§ GIVEN PROBLEM: Copy every one of the items below word for word, in the same order.

§ INFORMATION SUPPLIED:
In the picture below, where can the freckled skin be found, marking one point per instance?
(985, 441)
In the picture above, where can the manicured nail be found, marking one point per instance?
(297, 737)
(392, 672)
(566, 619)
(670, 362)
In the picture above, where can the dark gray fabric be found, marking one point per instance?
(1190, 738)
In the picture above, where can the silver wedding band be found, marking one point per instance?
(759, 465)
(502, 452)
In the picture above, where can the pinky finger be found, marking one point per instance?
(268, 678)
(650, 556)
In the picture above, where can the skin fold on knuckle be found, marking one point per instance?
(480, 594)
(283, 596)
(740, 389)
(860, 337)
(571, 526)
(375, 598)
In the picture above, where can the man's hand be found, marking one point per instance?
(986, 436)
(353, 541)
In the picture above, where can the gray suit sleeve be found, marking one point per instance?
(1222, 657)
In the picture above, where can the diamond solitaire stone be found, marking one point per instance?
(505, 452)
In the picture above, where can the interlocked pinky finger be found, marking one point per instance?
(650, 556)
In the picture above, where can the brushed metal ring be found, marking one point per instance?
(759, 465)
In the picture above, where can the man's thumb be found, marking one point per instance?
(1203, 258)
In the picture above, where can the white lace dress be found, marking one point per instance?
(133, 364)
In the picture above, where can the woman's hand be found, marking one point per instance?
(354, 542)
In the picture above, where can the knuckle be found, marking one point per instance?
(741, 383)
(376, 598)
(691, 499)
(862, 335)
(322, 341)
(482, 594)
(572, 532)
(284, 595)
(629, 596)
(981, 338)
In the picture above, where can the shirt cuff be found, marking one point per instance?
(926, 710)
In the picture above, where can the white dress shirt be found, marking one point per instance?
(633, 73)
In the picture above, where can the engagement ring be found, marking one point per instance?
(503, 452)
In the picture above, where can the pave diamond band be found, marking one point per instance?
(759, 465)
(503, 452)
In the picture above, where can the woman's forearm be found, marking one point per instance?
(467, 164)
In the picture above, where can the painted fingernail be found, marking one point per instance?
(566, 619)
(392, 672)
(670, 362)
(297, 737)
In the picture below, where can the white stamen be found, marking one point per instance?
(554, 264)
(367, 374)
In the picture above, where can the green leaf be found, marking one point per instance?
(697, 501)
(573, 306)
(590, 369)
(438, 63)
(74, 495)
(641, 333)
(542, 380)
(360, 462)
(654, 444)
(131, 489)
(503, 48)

§ THE ANSWER:
In the picture below, where can the freckled skin be found, marking one point per instance?
(985, 441)
In the picture above, where can the manicured nail be found, marking one point per instance?
(297, 737)
(392, 672)
(566, 619)
(670, 362)
In the picture above, where can the dark gray fabric be found, marking one point per instance?
(1190, 738)
In the picture above, where can the silver wedding band be found, marking one point per instance?
(759, 465)
(502, 452)
In the picture above, where can the pinky finger be found, marking one point per instance?
(268, 678)
(650, 556)
In the picture above, where can the skin fold on knuckle be found, marking one point per instance?
(480, 594)
(283, 596)
(740, 389)
(860, 337)
(571, 526)
(375, 598)
In the picture above, where can the man's hand be found, marking one point per instance?
(986, 436)
(353, 541)
In the picture above, where can the gray suit sleeve be found, marking one point per instance?
(1222, 657)
In the picture above, where can the diamond solitaire stone be found, marking one point per instance?
(505, 452)
In the picture above, where can the interlocked pinky finger be found, marking one point per instance?
(650, 556)
In the picture above, where can the brushed metal ring be found, marking one point per instance?
(759, 465)
In the picture above, where can the man's thumb be found, marking one point per instance?
(1203, 258)
In the picture above, where can the white lace dress be found, marking one point per instance?
(133, 364)
In the picture above, where can the woman's hand be found, marking one point per instance?
(354, 542)
In the picture above, where can the knuckle be found, marking one point per instance?
(741, 383)
(376, 598)
(691, 499)
(862, 335)
(322, 341)
(482, 594)
(572, 532)
(284, 595)
(629, 596)
(981, 338)
In the picture above, where can the shirt cuff be found, marking one point per instance?
(926, 710)
In the picture above, where can the white dress shirt be found, marking one point per instance?
(633, 73)
In the picture above, where can the engagement ring be found, marking one point per instance?
(503, 452)
In the picture above, where can the pave diamond band be found, marking one point per instance?
(759, 465)
(503, 452)
In the picture above, where can the woman's forearm be found, marking one point per instance?
(467, 164)
In the picture above, where can the painted fingernail be found, marking one point per instance?
(566, 619)
(392, 672)
(670, 362)
(297, 737)
In the picture below, where can the white stamen be found, marking one point per instance?
(554, 264)
(367, 374)
In the picture above, where can the green leaf be found, marking one point per instance?
(697, 501)
(573, 306)
(590, 369)
(438, 63)
(74, 495)
(641, 333)
(542, 380)
(360, 462)
(654, 444)
(131, 489)
(503, 48)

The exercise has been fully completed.